--- START Exercise data ---

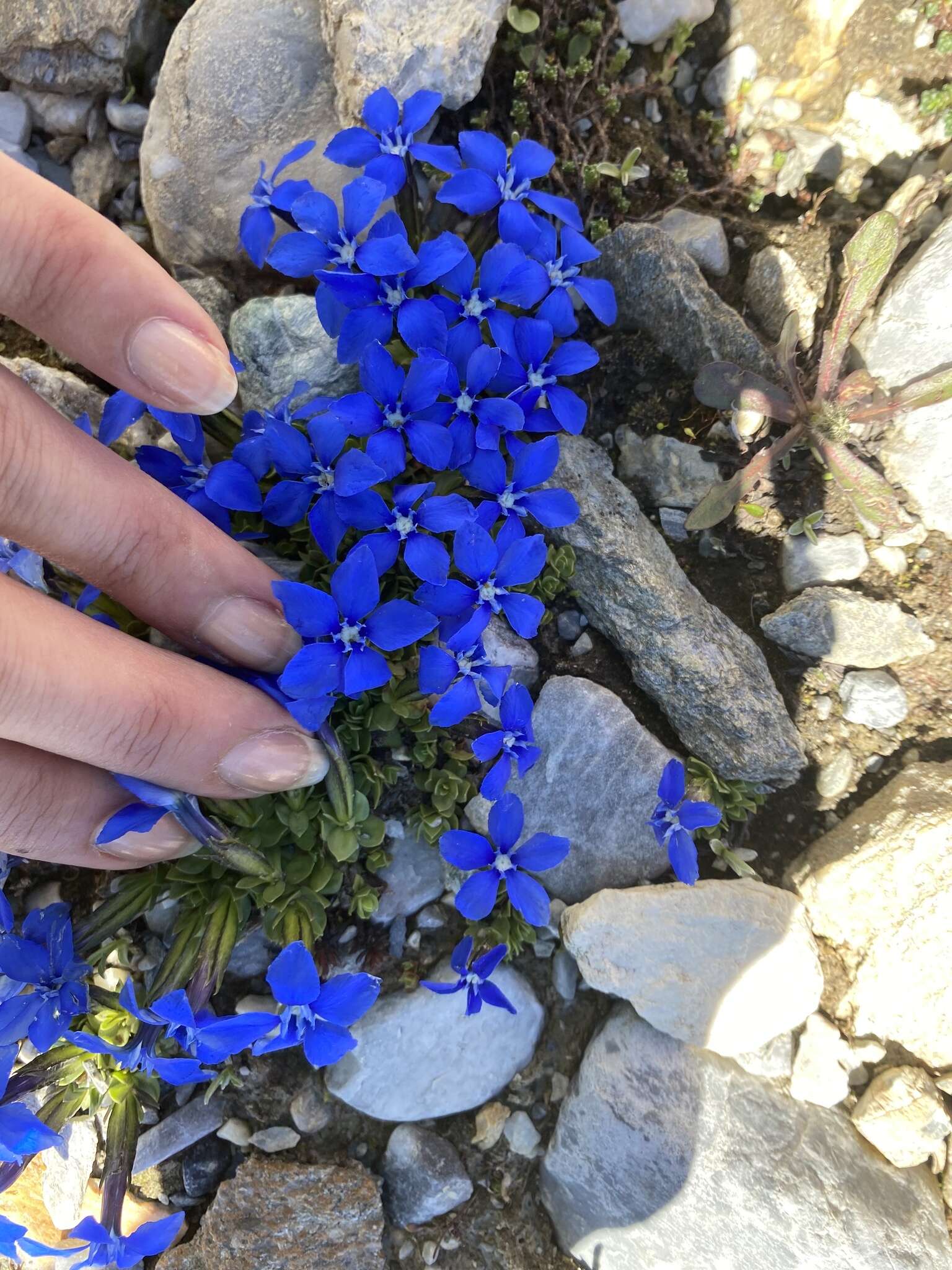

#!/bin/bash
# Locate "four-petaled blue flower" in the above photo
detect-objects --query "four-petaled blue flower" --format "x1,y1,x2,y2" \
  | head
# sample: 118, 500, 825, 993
0, 904, 90, 1054
271, 545, 437, 728
324, 87, 443, 197
254, 940, 379, 1067
649, 758, 721, 887
420, 935, 517, 1015
470, 683, 542, 802
0, 1046, 62, 1163
439, 792, 570, 926
239, 141, 316, 269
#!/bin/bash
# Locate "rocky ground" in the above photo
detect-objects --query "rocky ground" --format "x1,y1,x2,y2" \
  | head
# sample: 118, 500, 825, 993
0, 0, 952, 1270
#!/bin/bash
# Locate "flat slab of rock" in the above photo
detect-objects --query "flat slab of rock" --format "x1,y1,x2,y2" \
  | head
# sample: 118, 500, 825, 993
552, 442, 804, 786
561, 877, 822, 1054
325, 960, 544, 1121
162, 1157, 386, 1270
788, 763, 952, 1068
760, 587, 935, 669
540, 1006, 952, 1270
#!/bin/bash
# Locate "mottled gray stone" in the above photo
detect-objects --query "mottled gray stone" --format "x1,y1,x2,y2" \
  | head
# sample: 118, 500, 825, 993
229, 296, 358, 411
540, 1006, 952, 1270
552, 437, 804, 785
590, 222, 777, 377
325, 960, 544, 1121
760, 587, 935, 669
382, 1124, 472, 1225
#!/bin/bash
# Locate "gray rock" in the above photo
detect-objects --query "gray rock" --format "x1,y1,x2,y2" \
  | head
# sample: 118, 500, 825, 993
322, 0, 506, 123
854, 220, 952, 536
658, 207, 731, 278
839, 670, 909, 729
325, 960, 544, 1121
760, 587, 935, 669
0, 0, 166, 93
787, 763, 952, 1068
540, 1006, 952, 1270
139, 0, 348, 273
744, 246, 818, 348
781, 533, 870, 590
229, 296, 358, 411
371, 837, 443, 926
552, 437, 804, 782
614, 427, 721, 508
382, 1124, 472, 1225
477, 674, 671, 903
0, 93, 32, 150
590, 223, 777, 378
562, 877, 822, 1054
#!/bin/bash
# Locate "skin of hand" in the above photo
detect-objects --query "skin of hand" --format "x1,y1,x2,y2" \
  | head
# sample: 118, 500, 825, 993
0, 155, 327, 869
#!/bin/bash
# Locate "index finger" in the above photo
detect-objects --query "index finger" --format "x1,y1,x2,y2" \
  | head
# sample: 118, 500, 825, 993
0, 155, 237, 414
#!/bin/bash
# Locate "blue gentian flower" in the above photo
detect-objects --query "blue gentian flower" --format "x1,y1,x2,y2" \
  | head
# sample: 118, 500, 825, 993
120, 979, 275, 1063
271, 545, 437, 728
97, 772, 221, 847
262, 414, 386, 560
414, 132, 583, 242
324, 87, 443, 198
439, 792, 570, 926
20, 1213, 185, 1270
0, 538, 47, 590
420, 935, 517, 1015
529, 216, 618, 335
136, 446, 262, 533
340, 481, 472, 587
418, 636, 511, 728
470, 683, 542, 802
332, 342, 453, 480
239, 141, 316, 269
0, 1046, 62, 1163
253, 940, 381, 1067
99, 393, 205, 464
414, 523, 546, 646
0, 904, 90, 1054
462, 437, 579, 551
649, 758, 721, 887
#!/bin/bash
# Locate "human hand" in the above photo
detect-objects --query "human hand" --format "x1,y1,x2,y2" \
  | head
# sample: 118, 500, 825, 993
0, 155, 327, 869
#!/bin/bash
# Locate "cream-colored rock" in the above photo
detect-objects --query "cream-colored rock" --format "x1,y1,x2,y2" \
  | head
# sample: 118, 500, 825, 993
562, 877, 822, 1055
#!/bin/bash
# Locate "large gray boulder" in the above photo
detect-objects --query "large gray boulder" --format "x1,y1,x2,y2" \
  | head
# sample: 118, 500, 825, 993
552, 442, 804, 786
540, 1011, 952, 1270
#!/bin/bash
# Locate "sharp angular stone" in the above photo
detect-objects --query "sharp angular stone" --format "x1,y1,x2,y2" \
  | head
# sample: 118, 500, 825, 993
230, 296, 356, 411
760, 587, 935, 668
591, 222, 777, 377
562, 877, 822, 1054
788, 763, 952, 1068
325, 961, 544, 1121
552, 437, 804, 785
540, 1006, 952, 1270
382, 1124, 472, 1225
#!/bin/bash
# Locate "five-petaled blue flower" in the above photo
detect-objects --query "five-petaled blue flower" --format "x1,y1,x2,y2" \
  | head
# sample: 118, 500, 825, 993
254, 940, 379, 1067
271, 545, 437, 728
19, 1213, 185, 1270
470, 683, 542, 802
439, 792, 570, 926
324, 87, 443, 197
0, 1046, 62, 1163
420, 935, 517, 1015
0, 904, 90, 1054
649, 758, 721, 887
239, 141, 316, 269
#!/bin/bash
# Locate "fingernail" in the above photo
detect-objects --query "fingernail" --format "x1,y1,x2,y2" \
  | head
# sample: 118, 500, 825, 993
93, 815, 202, 864
217, 729, 328, 794
127, 318, 237, 414
195, 596, 301, 670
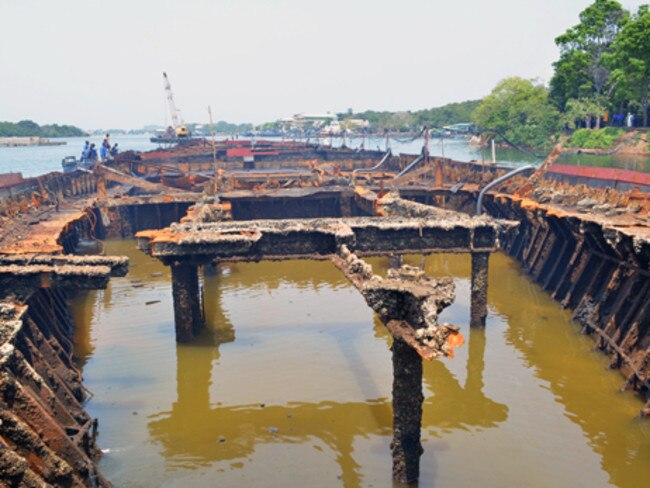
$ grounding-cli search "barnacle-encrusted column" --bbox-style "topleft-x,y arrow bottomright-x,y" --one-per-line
171,260 -> 203,342
332,245 -> 462,483
469,252 -> 490,327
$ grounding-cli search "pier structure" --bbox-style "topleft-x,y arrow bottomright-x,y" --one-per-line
137,194 -> 517,483
0,140 -> 650,486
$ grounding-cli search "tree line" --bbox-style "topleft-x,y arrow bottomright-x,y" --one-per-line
472,0 -> 650,147
0,120 -> 88,137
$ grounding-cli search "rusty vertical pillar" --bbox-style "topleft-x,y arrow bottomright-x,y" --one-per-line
97,175 -> 106,200
391,339 -> 424,483
469,252 -> 490,327
171,261 -> 201,342
190,267 -> 203,335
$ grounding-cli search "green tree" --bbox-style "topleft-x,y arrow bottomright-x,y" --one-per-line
607,5 -> 650,126
562,97 -> 607,129
550,0 -> 629,109
472,76 -> 560,147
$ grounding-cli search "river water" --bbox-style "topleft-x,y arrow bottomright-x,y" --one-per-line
73,240 -> 650,488
0,135 -> 650,177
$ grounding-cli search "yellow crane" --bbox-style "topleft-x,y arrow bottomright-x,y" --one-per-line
163,72 -> 190,138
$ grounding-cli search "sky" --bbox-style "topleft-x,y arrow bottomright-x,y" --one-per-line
0,0 -> 647,129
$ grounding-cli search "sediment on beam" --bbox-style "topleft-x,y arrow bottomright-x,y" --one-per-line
136,212 -> 515,260
332,245 -> 463,483
332,246 -> 462,360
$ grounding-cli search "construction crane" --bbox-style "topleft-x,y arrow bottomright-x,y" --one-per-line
163,72 -> 190,138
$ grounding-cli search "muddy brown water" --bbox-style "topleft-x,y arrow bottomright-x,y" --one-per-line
72,240 -> 650,487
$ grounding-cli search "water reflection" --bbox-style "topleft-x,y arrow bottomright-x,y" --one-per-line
76,242 -> 650,487
148,268 -> 508,487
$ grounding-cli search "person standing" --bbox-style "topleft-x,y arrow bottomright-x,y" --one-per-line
88,144 -> 97,163
81,141 -> 90,163
99,134 -> 111,161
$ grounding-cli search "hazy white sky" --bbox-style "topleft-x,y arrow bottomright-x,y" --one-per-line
0,0 -> 647,128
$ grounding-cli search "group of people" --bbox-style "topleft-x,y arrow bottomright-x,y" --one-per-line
81,134 -> 119,163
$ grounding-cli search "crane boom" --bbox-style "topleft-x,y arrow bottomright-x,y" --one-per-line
163,71 -> 191,138
163,72 -> 183,128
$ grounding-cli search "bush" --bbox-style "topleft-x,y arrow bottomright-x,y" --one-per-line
566,127 -> 625,149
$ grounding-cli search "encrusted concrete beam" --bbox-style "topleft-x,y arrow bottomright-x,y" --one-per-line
332,245 -> 463,483
0,254 -> 129,277
136,213 -> 509,262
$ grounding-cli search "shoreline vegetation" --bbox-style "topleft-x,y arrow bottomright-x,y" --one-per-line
0,120 -> 88,138
0,0 -> 650,155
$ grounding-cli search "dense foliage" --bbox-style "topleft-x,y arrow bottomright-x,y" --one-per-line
339,100 -> 481,131
472,0 -> 650,149
550,0 -> 650,128
565,127 -> 624,149
0,120 -> 87,137
472,76 -> 559,147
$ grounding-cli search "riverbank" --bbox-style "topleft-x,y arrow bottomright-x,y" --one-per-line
0,137 -> 67,147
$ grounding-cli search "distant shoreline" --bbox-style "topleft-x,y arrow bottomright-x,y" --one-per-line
0,137 -> 67,147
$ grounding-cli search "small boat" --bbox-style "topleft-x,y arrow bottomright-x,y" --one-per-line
61,156 -> 80,173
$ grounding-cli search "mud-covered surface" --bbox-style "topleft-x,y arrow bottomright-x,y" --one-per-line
476,194 -> 650,414
332,245 -> 462,360
332,245 -> 463,483
137,207 -> 516,260
0,289 -> 110,486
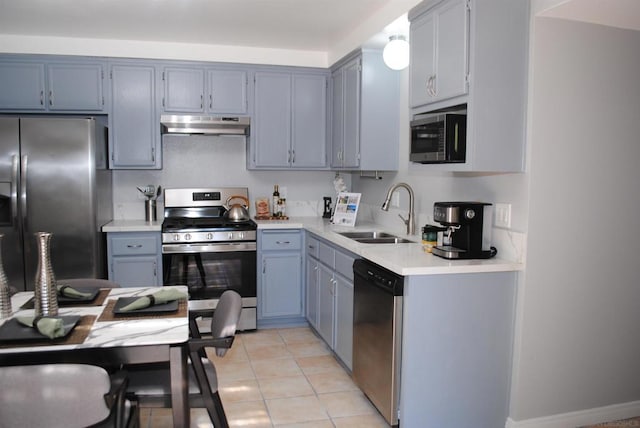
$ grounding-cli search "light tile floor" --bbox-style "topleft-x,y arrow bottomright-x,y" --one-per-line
141,328 -> 388,428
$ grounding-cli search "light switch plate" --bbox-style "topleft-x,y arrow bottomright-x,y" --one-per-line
493,204 -> 511,229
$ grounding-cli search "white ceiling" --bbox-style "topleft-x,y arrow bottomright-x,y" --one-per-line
0,0 -> 419,65
538,0 -> 640,31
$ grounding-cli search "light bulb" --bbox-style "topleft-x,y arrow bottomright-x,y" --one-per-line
382,36 -> 409,70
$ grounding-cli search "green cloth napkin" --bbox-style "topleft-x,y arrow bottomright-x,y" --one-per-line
120,288 -> 187,312
16,317 -> 64,339
58,284 -> 91,299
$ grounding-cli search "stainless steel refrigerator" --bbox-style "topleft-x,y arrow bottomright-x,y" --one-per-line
0,116 -> 113,290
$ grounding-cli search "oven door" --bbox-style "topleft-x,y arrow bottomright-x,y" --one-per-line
162,242 -> 256,300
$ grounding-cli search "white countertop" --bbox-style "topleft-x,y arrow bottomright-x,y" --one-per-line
102,220 -> 162,232
102,217 -> 524,275
256,217 -> 524,275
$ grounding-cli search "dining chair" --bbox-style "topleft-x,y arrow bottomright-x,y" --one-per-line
0,363 -> 138,428
127,290 -> 242,428
57,278 -> 120,288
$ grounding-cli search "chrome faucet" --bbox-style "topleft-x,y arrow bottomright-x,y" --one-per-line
382,183 -> 416,235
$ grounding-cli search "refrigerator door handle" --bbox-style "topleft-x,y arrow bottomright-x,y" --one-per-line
20,155 -> 29,232
10,155 -> 19,230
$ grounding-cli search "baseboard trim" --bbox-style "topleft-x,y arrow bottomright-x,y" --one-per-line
505,401 -> 640,428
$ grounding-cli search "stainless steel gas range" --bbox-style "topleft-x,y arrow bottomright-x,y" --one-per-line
162,187 -> 257,330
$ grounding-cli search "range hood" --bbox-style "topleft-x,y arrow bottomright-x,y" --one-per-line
160,115 -> 251,135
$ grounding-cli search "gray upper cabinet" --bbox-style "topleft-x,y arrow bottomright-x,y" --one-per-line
331,50 -> 400,171
249,71 -> 328,169
47,63 -> 105,111
409,0 -> 529,172
109,63 -> 161,169
162,67 -> 248,114
410,0 -> 469,107
0,60 -> 105,112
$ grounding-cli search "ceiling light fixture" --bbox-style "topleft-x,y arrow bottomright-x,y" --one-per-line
382,35 -> 409,70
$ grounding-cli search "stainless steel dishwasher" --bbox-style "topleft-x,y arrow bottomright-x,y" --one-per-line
352,259 -> 404,426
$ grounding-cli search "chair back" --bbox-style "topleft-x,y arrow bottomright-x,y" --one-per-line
211,290 -> 242,357
57,278 -> 120,288
0,364 -> 111,428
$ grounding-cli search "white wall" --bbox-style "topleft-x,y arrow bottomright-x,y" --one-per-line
113,136 -> 340,219
511,18 -> 640,426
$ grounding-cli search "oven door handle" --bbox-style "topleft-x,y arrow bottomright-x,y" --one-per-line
162,242 -> 257,254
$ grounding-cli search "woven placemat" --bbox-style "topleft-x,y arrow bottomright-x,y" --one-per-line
0,315 -> 96,349
20,288 -> 111,309
98,299 -> 189,321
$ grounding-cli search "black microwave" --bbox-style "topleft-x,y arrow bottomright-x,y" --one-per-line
409,111 -> 467,163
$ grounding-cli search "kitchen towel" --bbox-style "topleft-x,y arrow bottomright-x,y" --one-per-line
58,284 -> 91,299
120,288 -> 187,312
16,317 -> 65,339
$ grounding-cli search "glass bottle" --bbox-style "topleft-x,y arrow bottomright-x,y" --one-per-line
34,232 -> 58,317
271,184 -> 280,217
0,233 -> 11,319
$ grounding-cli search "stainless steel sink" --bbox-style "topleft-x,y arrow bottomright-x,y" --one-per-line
354,237 -> 413,244
338,231 -> 397,239
338,231 -> 412,244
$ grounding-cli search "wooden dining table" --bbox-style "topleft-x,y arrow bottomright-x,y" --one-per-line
0,286 -> 190,428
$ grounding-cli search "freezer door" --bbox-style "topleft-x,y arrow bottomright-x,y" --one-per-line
20,118 -> 102,290
0,117 -> 25,291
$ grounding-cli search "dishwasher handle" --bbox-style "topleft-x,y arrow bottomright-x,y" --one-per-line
353,259 -> 404,296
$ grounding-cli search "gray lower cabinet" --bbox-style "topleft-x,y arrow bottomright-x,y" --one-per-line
0,58 -> 106,113
107,232 -> 162,287
248,71 -> 328,169
257,229 -> 304,327
306,234 -> 357,369
109,63 -> 162,169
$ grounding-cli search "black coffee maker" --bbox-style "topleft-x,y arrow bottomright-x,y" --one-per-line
432,202 -> 498,259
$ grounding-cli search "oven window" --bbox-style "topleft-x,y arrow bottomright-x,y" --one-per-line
162,251 -> 256,300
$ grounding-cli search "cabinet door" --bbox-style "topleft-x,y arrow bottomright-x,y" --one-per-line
210,70 -> 247,114
47,63 -> 104,111
335,275 -> 353,369
409,13 -> 436,107
109,65 -> 160,169
162,67 -> 205,113
260,252 -> 303,318
342,58 -> 362,168
109,256 -> 158,287
316,264 -> 335,348
251,72 -> 291,167
0,62 -> 45,110
305,257 -> 319,330
434,0 -> 469,101
331,69 -> 344,168
291,74 -> 327,168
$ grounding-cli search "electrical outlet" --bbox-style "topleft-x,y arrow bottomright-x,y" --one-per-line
391,192 -> 400,208
493,204 -> 511,229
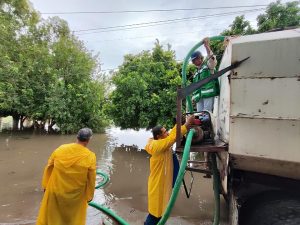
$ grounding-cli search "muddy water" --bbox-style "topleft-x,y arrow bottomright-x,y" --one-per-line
0,128 -> 227,225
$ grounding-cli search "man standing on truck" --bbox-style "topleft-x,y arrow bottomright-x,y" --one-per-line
191,38 -> 220,112
144,115 -> 194,225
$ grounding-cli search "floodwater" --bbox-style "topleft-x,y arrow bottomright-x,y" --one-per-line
0,128 -> 227,225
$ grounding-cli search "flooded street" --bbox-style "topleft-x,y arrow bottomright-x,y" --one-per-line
0,128 -> 227,225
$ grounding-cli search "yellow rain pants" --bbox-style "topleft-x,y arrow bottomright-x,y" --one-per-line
145,125 -> 187,217
36,143 -> 96,225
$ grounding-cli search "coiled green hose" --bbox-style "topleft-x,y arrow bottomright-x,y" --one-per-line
88,170 -> 129,225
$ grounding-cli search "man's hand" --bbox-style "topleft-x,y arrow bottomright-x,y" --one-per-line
203,37 -> 209,47
185,115 -> 195,129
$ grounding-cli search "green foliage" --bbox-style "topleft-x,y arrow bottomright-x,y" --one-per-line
0,0 -> 107,133
106,41 -> 181,129
221,15 -> 255,36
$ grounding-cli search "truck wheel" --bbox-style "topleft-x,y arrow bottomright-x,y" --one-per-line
239,192 -> 300,225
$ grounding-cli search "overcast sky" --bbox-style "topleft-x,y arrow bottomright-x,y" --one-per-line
30,0 -> 287,71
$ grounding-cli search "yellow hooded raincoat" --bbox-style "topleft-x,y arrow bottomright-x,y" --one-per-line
36,143 -> 96,225
145,125 -> 187,217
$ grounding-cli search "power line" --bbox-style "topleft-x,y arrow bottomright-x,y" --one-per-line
41,5 -> 268,15
83,27 -> 224,43
74,8 -> 265,35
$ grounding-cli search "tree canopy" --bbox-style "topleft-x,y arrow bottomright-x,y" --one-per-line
106,41 -> 181,129
0,0 -> 106,133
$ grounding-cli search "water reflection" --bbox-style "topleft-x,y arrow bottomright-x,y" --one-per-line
0,125 -> 227,225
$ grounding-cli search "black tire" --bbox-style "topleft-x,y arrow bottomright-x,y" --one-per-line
239,191 -> 300,225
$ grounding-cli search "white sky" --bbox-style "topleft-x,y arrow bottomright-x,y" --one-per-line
30,0 -> 287,70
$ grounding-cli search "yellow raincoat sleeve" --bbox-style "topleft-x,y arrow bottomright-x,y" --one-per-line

--- END Exercise data ---

Reproduce the rows from their start through the line with "0, 0, 952, 1270", changing "Locate" to "Find" and keeping everything else unchanged. Omit the pictures.

Task output —
#!/bin/bash
# Find "four-petaled blue flower" in the above photo
detect-objects --query "four-petaled blue flower" --format "x1,y1,x2,y2" \
  | head
# sample: 118, 500, 825, 993
0, 904, 90, 1054
271, 545, 437, 728
324, 87, 443, 197
254, 940, 379, 1067
649, 758, 721, 887
420, 935, 517, 1015
470, 683, 542, 802
0, 1046, 62, 1163
439, 792, 570, 926
239, 141, 316, 269
#!/bin/bash
# Find "rocky ground" in the above photo
detect-objects --query "rocky ground" --format "x1,y1,x2,y2" \
  | head
# sample: 118, 500, 825, 993
0, 0, 952, 1270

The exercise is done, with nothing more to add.